#### Given text:
+---+
In a similar vein here, agent Lee's presence at meetings involving defense strategy will preclude the People from offering any evidence or cross-examining any defense witnesses unless the People can prove an independent and untainted source for their evidence. The People's case, as noted above, will undoubtedly consist of the testimony of persons drawn from the numerous eyewitnesses. I see no problems for the People [24 Cal. 3d 763] in establishing that the evidence presented by these witnesses is independent of agent Lee's presence at defense strategy meetings. Petitioners' defense, "political" or otherwise, will be presented by witnesses whom the People may not be able to cross-examine and against whom the People as a result of the aforementioned stipulation may not be able to present a rebuttal. But that is the People's problem. It is the People who have the burden of proving beyond a reasonable doubt that the question sought to be asked on cross-examination did not derive from Lee's presence at the defense strategy meetings, or that the rebuttal evidence sought to be presented was not similarly obtained.

Thus, I do not agree with the majority that "enforcement of the exclusionary remedy would involve exceedingly difficult problems of proof for the aggrieved client." Once it is determined that there has been an intrusion into the defense camp, the burden shifts to the prosecution to meet the difficult task of rehabilitating its evidence against the defendants. If the trial court is faced with "inability" to rule on the independent or untainted source of the People's evidence without knowing the substance of the illegal information, the trial court may simply rule that the People have not met their burden to prove an independent source beyond a reasonable doubt. The defendant cannot be compelled to reveal the information overheard by the intruding agent, for to do so "would only compound the injustice which has already been perpetrated." (Wilson, supra, 70 Cal. App. 3d 760.)
+---+
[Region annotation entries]
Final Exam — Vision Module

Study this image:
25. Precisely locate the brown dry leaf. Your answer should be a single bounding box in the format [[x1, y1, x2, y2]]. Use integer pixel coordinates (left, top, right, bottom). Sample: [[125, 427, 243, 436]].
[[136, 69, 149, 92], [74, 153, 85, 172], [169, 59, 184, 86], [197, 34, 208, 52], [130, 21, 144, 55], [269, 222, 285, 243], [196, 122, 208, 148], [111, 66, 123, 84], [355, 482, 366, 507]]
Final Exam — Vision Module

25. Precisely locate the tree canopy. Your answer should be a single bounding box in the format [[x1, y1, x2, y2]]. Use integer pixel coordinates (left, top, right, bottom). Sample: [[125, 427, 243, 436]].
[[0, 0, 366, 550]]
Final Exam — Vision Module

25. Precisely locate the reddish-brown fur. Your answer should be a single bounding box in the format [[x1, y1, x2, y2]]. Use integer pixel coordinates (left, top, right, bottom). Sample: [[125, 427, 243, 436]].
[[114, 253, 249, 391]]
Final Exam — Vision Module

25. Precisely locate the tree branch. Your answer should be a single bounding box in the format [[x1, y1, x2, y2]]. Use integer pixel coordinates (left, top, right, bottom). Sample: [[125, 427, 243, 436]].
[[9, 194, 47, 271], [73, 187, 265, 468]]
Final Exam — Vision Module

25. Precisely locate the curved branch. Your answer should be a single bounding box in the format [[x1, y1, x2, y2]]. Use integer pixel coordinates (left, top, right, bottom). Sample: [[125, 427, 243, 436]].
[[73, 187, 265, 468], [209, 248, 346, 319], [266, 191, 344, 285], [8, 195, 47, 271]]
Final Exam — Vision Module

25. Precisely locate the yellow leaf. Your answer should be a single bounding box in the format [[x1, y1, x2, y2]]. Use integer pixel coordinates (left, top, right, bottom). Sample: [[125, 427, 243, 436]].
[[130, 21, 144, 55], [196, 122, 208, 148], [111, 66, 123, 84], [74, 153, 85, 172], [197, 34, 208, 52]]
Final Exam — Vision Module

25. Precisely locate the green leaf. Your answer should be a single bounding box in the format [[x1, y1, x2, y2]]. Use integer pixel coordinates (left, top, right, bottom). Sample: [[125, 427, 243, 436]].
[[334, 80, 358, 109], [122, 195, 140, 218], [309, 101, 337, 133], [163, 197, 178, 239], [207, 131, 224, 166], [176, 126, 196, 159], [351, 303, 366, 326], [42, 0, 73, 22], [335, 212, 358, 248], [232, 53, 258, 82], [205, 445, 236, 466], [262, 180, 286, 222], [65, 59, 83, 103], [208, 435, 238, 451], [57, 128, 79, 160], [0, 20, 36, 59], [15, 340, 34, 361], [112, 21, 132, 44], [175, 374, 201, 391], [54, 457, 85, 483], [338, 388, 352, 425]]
+---+
#### Short problem:
Copy the legal opinion between "Thus, I do not" and "App. 3d 760.)", inclusive, substituting "government" for "prosecution". These rows have no connection to the legal opinion.

#### Expected answer:
Thus, I do not agree with the majority that "enforcement of the exclusionary remedy would involve exceedingly difficult problems of proof for the aggrieved client." Once it is determined that there has been an intrusion into the defense camp, the burden shifts to the government to meet the difficult task of rehabilitating its evidence against the defendants. If the trial court is faced with "inability" to rule on the independent or untainted source of the People's evidence without knowing the substance of the illegal information, the trial court may simply rule that the People have not met their burden to prove an independent source beyond a reasonable doubt. The defendant cannot be compelled to reveal the information overheard by the intruding agent, for to do so "would only compound the injustice which has already been perpetrated." (Wilson, supra, 70 Cal. App. 3d 760.)